+++ Text passage

(link) NAB to push Congress to overturn FCC white space ruling (I’m 99.9% certain it won’t be overturned, but it may impact the non-geolocation-enabled devices).
A statement by NAB suggests that the group may be considering asking Congress to either reverse or substantially alter the FCC’s white-space decision. According to NAB, a large number of lawmakers “publicly expressed opposition or concern over the FCC’s proposed white-space action.”
Among the more notable names listed by NAB are House Commerce Committee Chairman John Dingell (D-Mich.), House Ways and Means Committee Chairman Charlie Rangel (D-N.Y.), Sen. Hillary Clinton (D-N.Y.), Sen. Pete Domenici (R-N.M.), and Sen. Chuck Hagel (R-Neb.).
“There was and continues to be immense concern from a large bipartisan group of lawmakers,” Wharton said, “who recognize the important role that free television broadcasting plays in the daily lives of all Americans. Whether it is for emergency information, AMBER Alerts or news and entertainment, free TV is a service used more than eight hours per day by more than 100 million American households.”
(link) A podcast on who will build the white space network. As opposed to, say, DSRC, I don’t think this is as much of a problem for WISP service. Maybe for other use-cases.
(link) However, Clark Howard (more of a personal finance guy, so that’s how broad white space is now) touts white space for free Internet. If that’s the business model, then there will be deployment issues (see muni WiFi).

++++++

* _What this task involves_: In the text on the FCC white-space ruling, how many American households does Wharton say use free TV? You won't need the records for this.

+++ Supplied material

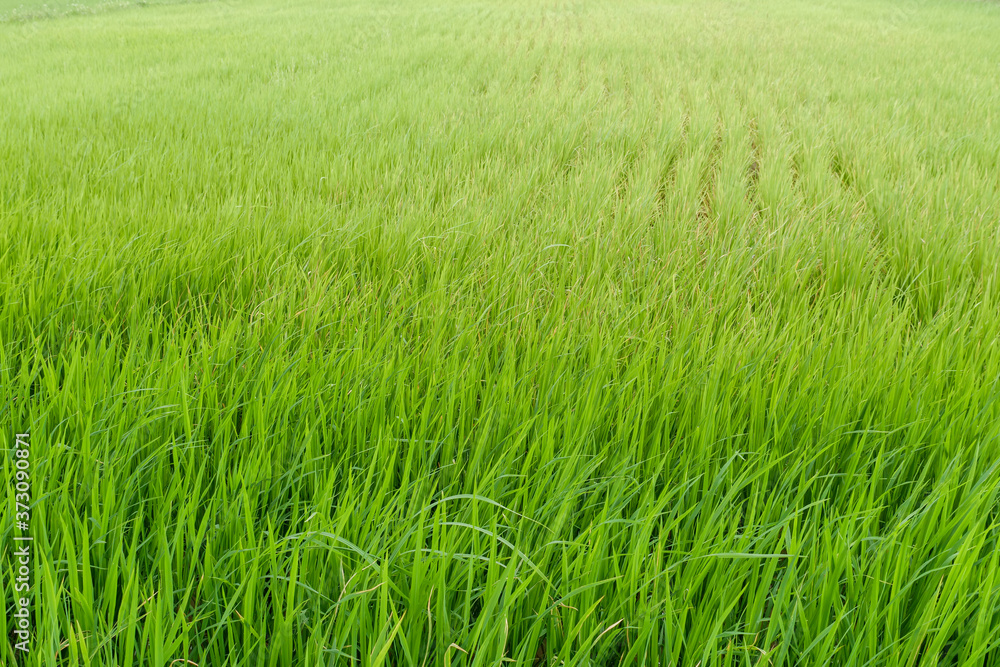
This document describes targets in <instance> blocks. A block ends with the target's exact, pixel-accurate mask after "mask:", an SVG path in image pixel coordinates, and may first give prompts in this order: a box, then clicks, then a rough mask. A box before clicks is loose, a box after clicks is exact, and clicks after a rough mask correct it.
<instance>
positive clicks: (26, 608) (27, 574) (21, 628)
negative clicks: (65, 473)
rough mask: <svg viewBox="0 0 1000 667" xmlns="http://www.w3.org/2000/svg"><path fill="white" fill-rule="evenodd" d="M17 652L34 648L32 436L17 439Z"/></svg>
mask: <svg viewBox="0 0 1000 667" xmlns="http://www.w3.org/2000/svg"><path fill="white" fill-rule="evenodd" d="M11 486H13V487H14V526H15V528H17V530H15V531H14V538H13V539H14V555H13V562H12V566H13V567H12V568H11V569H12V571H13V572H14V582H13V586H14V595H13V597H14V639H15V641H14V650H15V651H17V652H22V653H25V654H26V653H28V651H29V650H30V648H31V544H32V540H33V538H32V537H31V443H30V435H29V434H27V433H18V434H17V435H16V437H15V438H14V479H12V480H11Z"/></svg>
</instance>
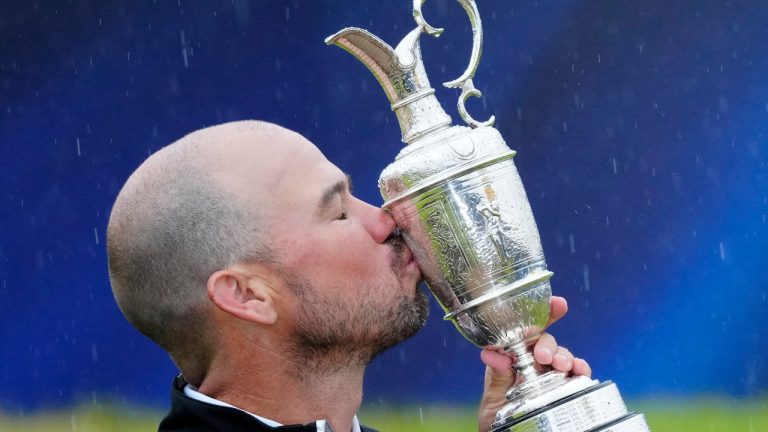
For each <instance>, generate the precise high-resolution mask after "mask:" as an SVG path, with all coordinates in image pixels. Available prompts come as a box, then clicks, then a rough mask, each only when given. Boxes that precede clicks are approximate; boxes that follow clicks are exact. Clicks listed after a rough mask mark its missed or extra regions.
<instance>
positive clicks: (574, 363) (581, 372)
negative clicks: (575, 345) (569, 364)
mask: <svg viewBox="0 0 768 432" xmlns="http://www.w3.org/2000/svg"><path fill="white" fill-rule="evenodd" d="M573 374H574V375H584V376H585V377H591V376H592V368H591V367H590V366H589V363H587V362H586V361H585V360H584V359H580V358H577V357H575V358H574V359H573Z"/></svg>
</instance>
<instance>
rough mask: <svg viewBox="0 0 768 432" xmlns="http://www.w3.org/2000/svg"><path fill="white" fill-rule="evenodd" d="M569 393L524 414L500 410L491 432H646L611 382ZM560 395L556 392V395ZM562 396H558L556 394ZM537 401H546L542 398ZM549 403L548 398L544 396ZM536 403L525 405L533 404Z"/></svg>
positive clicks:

++++++

* _Result of this task_: More than 100 million American households.